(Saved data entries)
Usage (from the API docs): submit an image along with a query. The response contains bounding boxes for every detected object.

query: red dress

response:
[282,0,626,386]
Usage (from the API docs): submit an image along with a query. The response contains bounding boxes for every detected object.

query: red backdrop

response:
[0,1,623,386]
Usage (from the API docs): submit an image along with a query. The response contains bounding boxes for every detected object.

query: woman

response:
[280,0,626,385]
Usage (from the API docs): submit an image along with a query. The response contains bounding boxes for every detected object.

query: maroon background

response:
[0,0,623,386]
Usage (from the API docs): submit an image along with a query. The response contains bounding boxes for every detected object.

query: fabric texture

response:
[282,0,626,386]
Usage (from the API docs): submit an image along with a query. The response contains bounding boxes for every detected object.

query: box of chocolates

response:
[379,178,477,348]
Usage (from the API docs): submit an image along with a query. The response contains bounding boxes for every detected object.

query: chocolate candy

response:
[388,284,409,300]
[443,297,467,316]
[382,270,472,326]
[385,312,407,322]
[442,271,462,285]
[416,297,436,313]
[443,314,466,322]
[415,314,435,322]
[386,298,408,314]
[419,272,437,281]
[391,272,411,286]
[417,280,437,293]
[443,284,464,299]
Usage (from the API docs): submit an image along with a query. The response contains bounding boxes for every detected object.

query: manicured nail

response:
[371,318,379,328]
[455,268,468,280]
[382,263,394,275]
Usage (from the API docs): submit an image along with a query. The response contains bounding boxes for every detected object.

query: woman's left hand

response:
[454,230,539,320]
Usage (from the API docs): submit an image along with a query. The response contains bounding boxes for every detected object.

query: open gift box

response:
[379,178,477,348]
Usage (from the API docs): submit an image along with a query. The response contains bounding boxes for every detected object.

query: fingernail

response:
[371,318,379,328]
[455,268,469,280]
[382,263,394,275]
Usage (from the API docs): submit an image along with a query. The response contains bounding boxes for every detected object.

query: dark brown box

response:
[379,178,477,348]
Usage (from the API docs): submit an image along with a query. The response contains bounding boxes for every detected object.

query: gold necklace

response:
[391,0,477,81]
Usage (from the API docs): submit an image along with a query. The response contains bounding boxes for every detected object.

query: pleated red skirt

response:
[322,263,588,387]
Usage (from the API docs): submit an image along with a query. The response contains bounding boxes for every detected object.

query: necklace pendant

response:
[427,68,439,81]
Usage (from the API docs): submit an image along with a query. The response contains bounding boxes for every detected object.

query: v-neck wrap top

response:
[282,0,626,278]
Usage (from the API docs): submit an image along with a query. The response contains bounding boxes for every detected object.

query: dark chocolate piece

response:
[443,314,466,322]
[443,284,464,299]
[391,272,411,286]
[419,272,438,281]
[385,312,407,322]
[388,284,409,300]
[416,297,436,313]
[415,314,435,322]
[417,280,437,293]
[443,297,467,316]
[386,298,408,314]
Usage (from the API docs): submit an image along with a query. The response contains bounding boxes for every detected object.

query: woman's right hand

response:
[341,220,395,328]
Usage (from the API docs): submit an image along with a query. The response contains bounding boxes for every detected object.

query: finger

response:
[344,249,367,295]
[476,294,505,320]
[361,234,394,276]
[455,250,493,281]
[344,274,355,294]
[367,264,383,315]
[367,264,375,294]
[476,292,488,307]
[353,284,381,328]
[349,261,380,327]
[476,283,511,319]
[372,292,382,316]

DESCRIPTION OF THE TASK:
Could you give the records above again, exactly and in full?

ANSWER TO THIS TASK:
Usage (from the API docs): submit an image along with a query. The response contains bounding boxes for every detected object.

query: red dress

response:
[282,0,626,386]
Usage (from the API docs): submit an image along with a query. The response contains bounding boxes for every detected object.

query: red backdrop

response:
[0,1,623,386]
Usage (from the API docs): submit an image along with a query. The response contains bounding boxes for every detected object.

query: woman

response:
[280,0,626,385]
Usage (from the API docs): submit an image along with a query. The response contains bounding boxes for every detected object.

query: maroon background

response:
[0,0,623,386]
Usage (from the API docs): submit an image along with a query. The response contains bounding boxes for every detected object.

query: fabric texture

response:
[282,0,626,386]
Usage (from the API docs): submit an image along with a query. The response contains bounding boxes for every detected object.

query: box of chocolates

response:
[379,178,477,348]
Usage (from the API docs): submit an image along with a query. The response contains bounding boxes for every detected object.

query: chocolate candy

response:
[388,284,409,300]
[443,297,467,316]
[382,270,472,326]
[385,312,407,322]
[442,271,462,285]
[416,297,436,313]
[443,314,466,322]
[415,314,435,322]
[386,298,408,314]
[419,272,437,281]
[391,272,411,286]
[417,280,437,293]
[443,284,464,299]
Usage (from the API docs): submit an image along with a query. The response contains bounding boxes for every detected object.

query: manicured nail

response:
[371,318,379,328]
[455,268,468,280]
[382,263,394,275]
Usage (from the API docs): submit an image along with a query. The response contains bounding boxes for every detected object.

query: woman's left hand

response:
[454,230,539,320]
Usage (from the API docs): submit an image along with a query. The response contains bounding boxes for every detected object.

query: open gift box

response:
[379,178,477,348]
Usage (from the API docs): submit an image along with a query. The response contains bounding boxes for every detected object.

query: fingernail

response:
[371,318,379,328]
[455,268,469,280]
[382,263,394,275]
Usage (from the API docs): submit an image along with a query. The response contains bounding boxes for every detected object.

query: dark brown box

response:
[379,178,477,348]
Usage (from the API docs): submit an image along with a query. The response contains bounding boxes for every detected object.

query: gold necklace

response:
[391,0,477,81]
Usage (from the API docs): submit an image along with a query. The response contains bounding boxes for every detected object.

query: pleated red skirt

response:
[322,263,588,387]
Usage (from the API docs): submit an image along with a query. The response contains bounding boxes for every detected object.

query: necklace pendant

response:
[427,68,439,81]
Usage (from the API docs): submit an image along with a query. The response contains bounding boxes for every detected object.

query: v-neck wrap top

response:
[282,0,626,278]
Usage (from the API docs): submit an image along with a query. The response contains bounding boxes for every detected object.

query: dark chocolate piece

response:
[443,314,466,322]
[443,284,464,299]
[391,272,411,286]
[419,272,438,281]
[385,312,407,322]
[388,284,409,300]
[416,297,436,313]
[415,314,435,322]
[417,280,437,293]
[443,297,467,316]
[386,298,408,314]
Usage (from the API docs): submit an image along with a query. The response contains bounding boxes for every detected object.

query: woman's right hand

response:
[341,220,395,328]
Usage (from the API docs): submit an image along with a query. The response contains bounding boxes for every detected object.

query: finger

response:
[344,249,367,295]
[476,294,505,320]
[361,234,394,276]
[455,250,493,281]
[344,274,355,294]
[367,264,383,315]
[367,264,375,294]
[476,292,488,307]
[353,284,381,328]
[349,261,380,327]
[476,283,511,319]
[372,292,382,316]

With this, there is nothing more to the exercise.